* ABOUT THIS TASK: All that is wanted is a word-for-word retyping of the lines from the one containing "Target: upper kitchen cabinet" through the end of the material below.

* DATA EXTRACT:
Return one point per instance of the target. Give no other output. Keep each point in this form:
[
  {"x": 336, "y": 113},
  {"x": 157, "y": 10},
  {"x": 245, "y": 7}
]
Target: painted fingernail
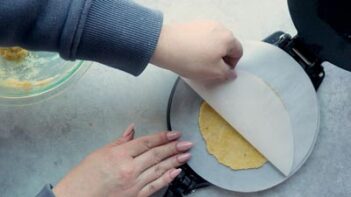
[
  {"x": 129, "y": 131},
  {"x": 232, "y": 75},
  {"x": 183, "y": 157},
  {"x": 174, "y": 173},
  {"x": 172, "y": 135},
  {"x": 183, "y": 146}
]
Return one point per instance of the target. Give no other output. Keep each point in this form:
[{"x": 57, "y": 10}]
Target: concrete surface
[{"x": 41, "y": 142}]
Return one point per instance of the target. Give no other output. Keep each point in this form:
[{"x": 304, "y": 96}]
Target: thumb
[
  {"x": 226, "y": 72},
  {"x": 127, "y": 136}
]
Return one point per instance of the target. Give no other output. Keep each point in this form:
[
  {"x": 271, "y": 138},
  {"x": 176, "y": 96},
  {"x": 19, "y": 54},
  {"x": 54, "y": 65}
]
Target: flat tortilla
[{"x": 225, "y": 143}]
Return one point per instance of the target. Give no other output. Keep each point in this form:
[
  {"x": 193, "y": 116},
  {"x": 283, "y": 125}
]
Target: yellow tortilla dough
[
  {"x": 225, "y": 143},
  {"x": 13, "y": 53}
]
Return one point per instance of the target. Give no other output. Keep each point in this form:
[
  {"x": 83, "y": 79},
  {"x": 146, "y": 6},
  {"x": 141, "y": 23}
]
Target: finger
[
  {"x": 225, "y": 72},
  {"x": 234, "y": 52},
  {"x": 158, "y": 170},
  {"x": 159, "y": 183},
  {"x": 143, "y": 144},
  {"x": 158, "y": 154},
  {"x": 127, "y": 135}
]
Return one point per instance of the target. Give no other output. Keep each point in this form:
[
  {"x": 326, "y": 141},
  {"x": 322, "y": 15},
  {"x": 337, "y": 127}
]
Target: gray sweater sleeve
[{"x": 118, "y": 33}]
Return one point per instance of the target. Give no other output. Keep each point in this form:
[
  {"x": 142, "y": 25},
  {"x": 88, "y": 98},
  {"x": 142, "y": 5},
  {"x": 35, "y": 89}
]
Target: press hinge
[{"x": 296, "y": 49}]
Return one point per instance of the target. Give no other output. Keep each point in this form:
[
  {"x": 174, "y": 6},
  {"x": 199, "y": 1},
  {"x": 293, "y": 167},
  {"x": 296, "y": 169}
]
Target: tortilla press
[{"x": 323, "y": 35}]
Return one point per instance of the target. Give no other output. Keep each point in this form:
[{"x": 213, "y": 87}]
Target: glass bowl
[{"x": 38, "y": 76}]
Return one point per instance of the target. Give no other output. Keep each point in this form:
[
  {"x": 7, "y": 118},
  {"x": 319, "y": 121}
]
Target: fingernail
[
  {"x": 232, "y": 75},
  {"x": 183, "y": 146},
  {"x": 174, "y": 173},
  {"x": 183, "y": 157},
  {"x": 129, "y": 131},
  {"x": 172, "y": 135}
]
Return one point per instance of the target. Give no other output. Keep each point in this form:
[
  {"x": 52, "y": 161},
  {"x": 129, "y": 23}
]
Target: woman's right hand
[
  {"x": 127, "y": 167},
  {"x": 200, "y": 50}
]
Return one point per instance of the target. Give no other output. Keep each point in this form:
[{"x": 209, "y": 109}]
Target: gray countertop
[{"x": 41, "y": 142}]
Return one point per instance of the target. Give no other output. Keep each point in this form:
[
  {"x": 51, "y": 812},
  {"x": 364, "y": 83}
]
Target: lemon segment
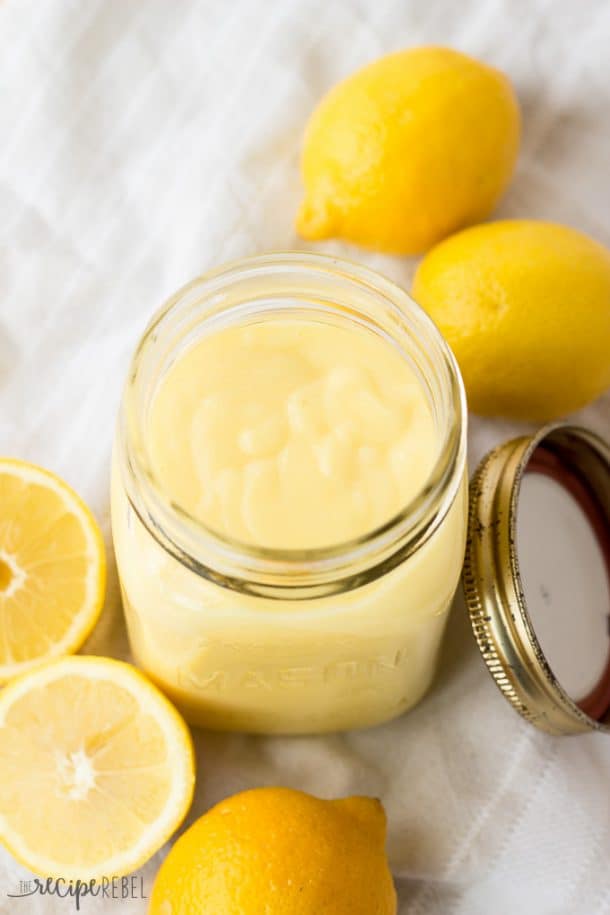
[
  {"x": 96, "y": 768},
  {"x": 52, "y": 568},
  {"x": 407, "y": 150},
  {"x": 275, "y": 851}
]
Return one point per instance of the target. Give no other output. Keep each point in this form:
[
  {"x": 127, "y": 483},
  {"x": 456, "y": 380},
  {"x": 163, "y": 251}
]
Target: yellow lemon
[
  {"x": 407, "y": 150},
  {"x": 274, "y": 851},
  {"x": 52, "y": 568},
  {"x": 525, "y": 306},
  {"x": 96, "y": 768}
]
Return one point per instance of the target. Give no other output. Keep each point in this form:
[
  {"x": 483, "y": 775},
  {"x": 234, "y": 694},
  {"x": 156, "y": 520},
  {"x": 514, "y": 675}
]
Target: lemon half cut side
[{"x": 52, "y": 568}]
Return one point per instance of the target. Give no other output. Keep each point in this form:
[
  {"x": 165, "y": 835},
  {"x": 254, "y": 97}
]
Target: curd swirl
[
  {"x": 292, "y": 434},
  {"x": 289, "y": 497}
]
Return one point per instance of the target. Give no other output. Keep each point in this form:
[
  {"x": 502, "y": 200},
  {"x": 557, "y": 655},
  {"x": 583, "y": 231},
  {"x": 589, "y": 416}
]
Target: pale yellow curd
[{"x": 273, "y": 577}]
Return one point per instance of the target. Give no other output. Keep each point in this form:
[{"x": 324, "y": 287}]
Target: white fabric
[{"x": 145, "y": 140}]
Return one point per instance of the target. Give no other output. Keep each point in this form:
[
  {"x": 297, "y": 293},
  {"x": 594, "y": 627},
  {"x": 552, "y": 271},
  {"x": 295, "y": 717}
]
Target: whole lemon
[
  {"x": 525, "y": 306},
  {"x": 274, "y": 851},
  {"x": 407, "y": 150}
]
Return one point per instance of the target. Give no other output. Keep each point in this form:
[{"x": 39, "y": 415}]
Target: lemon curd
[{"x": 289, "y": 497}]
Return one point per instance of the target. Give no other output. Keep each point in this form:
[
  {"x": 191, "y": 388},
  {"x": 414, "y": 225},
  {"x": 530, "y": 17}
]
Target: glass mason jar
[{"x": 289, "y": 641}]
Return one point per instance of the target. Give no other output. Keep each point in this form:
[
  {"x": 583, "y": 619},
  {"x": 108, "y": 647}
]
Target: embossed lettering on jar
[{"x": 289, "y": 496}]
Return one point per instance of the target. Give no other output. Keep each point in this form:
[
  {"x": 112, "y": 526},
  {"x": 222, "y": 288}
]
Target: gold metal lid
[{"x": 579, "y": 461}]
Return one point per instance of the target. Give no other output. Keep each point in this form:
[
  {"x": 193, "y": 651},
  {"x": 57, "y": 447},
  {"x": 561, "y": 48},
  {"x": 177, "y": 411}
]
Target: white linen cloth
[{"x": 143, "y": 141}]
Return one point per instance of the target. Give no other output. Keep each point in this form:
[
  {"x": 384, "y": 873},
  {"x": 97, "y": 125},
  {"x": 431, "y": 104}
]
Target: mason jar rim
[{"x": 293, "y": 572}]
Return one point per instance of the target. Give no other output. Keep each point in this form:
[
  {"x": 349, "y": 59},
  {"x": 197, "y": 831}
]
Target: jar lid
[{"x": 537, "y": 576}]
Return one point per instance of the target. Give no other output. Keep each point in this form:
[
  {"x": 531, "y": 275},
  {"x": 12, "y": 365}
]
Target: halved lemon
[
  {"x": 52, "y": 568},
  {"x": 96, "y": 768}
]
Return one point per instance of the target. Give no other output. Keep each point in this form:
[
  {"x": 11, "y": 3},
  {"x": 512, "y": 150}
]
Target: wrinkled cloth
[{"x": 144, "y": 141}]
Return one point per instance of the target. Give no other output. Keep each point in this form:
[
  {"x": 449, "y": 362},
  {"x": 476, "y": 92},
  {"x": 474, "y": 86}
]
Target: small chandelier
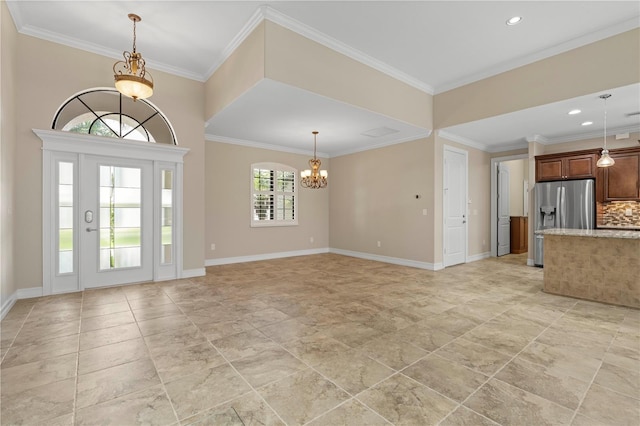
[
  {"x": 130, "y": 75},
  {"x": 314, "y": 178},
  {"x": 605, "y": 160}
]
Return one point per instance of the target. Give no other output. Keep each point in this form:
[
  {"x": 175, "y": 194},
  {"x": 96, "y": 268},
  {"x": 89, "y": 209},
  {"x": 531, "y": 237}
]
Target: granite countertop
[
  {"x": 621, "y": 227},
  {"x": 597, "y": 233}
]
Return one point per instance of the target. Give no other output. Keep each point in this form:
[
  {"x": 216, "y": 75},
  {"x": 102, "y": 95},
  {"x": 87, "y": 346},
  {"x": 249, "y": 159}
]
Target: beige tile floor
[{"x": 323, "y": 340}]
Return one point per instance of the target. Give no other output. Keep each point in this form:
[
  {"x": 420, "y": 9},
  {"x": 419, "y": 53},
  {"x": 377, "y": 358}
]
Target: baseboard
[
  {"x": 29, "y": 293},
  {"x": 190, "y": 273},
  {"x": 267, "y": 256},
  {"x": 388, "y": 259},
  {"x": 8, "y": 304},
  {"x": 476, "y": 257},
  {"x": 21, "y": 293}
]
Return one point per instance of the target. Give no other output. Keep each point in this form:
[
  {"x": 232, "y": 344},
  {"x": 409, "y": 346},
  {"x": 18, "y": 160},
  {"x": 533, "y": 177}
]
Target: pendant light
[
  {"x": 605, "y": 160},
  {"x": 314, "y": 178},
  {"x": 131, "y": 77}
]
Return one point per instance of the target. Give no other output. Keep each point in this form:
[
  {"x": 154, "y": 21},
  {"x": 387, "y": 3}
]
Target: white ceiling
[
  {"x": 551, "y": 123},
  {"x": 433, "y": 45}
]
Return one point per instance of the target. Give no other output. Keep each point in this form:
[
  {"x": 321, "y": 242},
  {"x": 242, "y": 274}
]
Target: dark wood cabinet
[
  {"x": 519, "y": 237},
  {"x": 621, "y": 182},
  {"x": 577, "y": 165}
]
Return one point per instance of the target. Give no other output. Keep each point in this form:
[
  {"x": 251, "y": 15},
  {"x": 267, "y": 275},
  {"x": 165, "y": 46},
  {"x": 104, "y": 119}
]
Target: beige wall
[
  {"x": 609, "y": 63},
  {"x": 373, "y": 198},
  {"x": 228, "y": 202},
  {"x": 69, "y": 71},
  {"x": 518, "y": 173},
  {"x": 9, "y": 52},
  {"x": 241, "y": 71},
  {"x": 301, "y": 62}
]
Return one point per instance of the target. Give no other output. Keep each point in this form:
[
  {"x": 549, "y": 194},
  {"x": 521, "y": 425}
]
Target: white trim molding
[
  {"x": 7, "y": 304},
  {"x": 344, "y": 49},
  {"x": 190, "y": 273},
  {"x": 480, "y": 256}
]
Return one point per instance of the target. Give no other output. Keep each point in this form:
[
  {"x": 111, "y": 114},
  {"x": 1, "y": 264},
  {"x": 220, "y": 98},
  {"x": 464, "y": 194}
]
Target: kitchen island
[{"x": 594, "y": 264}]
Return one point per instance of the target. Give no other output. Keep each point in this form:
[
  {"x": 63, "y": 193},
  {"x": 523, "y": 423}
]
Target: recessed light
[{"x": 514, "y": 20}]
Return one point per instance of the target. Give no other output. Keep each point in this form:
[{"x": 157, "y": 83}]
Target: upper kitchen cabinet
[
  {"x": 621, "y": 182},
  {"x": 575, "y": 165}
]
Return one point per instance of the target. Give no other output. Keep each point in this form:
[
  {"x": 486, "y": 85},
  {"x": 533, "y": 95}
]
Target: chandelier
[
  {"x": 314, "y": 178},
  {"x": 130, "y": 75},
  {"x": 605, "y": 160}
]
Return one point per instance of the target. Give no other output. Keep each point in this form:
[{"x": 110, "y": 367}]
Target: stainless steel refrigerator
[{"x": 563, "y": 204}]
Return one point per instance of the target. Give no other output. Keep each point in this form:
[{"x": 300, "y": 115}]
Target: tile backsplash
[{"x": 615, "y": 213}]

* ANSWER TO THIS PROBLEM:
Target: upper kitchen cabinet
[
  {"x": 621, "y": 182},
  {"x": 575, "y": 165}
]
Return one point per instance of the target. Give no other output. Keep each point in this form:
[
  {"x": 486, "y": 85},
  {"x": 533, "y": 95}
]
Target: chandelier
[
  {"x": 314, "y": 178},
  {"x": 130, "y": 75},
  {"x": 605, "y": 160}
]
Return one point per instance of the target. Give no other output. Keep each point in this form:
[{"x": 110, "y": 367}]
Target: stainless steel refrigerator
[{"x": 563, "y": 204}]
Return one point per instance of the target. Give no other output. Keep each point in this form:
[{"x": 300, "y": 115}]
Target: tile backsplash
[{"x": 615, "y": 213}]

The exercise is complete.